Casting aside precedent, Thomas declared that taxpayer funding of religious groups is permissible, even if those organizations use the money to spread sectarian messages. He went so far as to assert that failing to give such aid to religious institutions would constitute bigotry.
"If the religious, irreligious and areligious are all alike eligible for governmental aid, no one would conclude that any indoctrination that any particular recipient conducts has been done at the behest of the government," Thomas wrote.
Perhaps most alarmingly, Thomas brushed aside concerns about government aid flowing to "pervasively sectarian" institutions. This principle which asserts that government aid to overwhelmingly religious entities such as churches and church schools inevitably advances religion has been a staple of church-state legal theory for decades, but Thomas blithely dismissed it. He acknowledged that previous court decisions have barred such aid but wrote, "[T]here was a period when this factor mattered, particularly if the pervasively sectarian school was a primary or secondary school. But that period is one that the court should regret, and it is thankfully long past."
Thomas clearly went too far for O'Connor. In her concurring opinion, she asserted that the Thomas-led bloc had announced "a rule of unprecedented breadth" and called it "troubling."
Nevertheless, O'Connor could not bring herself to find Chapter 2 aid unconstitutional. She wrote that the aid under challenge in Helms is permissible in part because there are safeguards in the law that supposedly make sure that church-state separation is respected and "no Chapter 2 funds ever reach the coffers of religious schools; the aid must be secular...."

▸ EXERCISE GOAL
Output the text of the passage on government aid to religious schools verbatim, from "Casting aside precedent, Thomas" up to and including "would constitute bigotry.".

▸ Excerpt from a data file
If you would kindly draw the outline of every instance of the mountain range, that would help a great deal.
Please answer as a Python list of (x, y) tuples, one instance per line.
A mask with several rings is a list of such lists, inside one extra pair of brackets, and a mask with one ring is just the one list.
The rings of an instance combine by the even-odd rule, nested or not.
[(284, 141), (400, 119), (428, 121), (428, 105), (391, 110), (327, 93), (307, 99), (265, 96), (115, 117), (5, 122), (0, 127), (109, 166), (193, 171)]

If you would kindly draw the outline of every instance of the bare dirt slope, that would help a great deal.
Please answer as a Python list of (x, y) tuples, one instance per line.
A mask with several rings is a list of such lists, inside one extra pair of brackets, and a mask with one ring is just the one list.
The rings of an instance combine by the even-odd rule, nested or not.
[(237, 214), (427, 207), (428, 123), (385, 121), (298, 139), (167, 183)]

▸ THE RESULT
Casting aside precedent, Thomas declared that taxpayer funding of religious groups is permissible, even if those organizations use the money to spread sectarian messages. He went so far as to assert that failing to give such aid to religious institutions would constitute bigotry.